PaGoDA: Progressive Growing of a One-Step Generator from a Low-Resolution Diffusion Teacher
Dongjun Kim, Chieh-Hsin Lai, Wei-Hsiang Liao, Yuhta Takida, Naoki Murata, Toshimitsu Uesaka, Yuki Mitsufuji, Stefano Ermon
TL;DR
PaGoDA tackles the prohibitive training cost of high-resolution diffusion models by a three-stage approach that first trains on downsampled data, then distills to a one-step generator via DDIM inversion, and finally grows a decoder to upsample to high resolutions. The authors provide theoretical guarantees for optimality and training stability under a reconstruction-loss–plus–adversarial-loss objective, and extend the method with classifier-free guidance for text-conditioned generation. Empirically, PaGoDA achieves state-of-the-art FID on ImageNet across resolutions from $64\times64$ to $512\times512$ without CFG, and demonstrates competitive text-to-image results with CFG, while enabling efficient training on modest hardware. This pipeline promises broader access to high-quality diffusion training and scalable, controllable image generation, with potential integration into latent-diffusion-model pipelines and downstream inversion tasks.

________________

• Required work
Continue the PaGoDA summary above from the point where it stops.

• Data segment

________________

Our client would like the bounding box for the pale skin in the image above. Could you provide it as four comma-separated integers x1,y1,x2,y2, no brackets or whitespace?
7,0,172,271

________________

• Result
Abstract
The diffusion model performs remarkable in generating high-dimensional content but is computationally intensive, especially during training. We propose Progressive Growing of Diffusion Autoencoder (PaGoDA), a novel pipeline that reduces the training costs through three stages: training diffusion on downsampled data, distilling the pretrained diffusion, and progressive super-resolution. With the proposed pipeline, PaGoDA achieves a $64\times$ reduced cost in training its diffusion model on 8x downsampled data; while at the inference, with the single-step, it performs state-of-the-art on ImageNet across all resolutions from 64x64 to 512x512, and text-to-image. PaGoDA's pipeline can be applied directly in the latent space, adding compression alongside the pre-trained autoencoder in Latent Diffusion Models (e.g., Stable Diffusion). The code is available at https://github.com/sony/pagoda.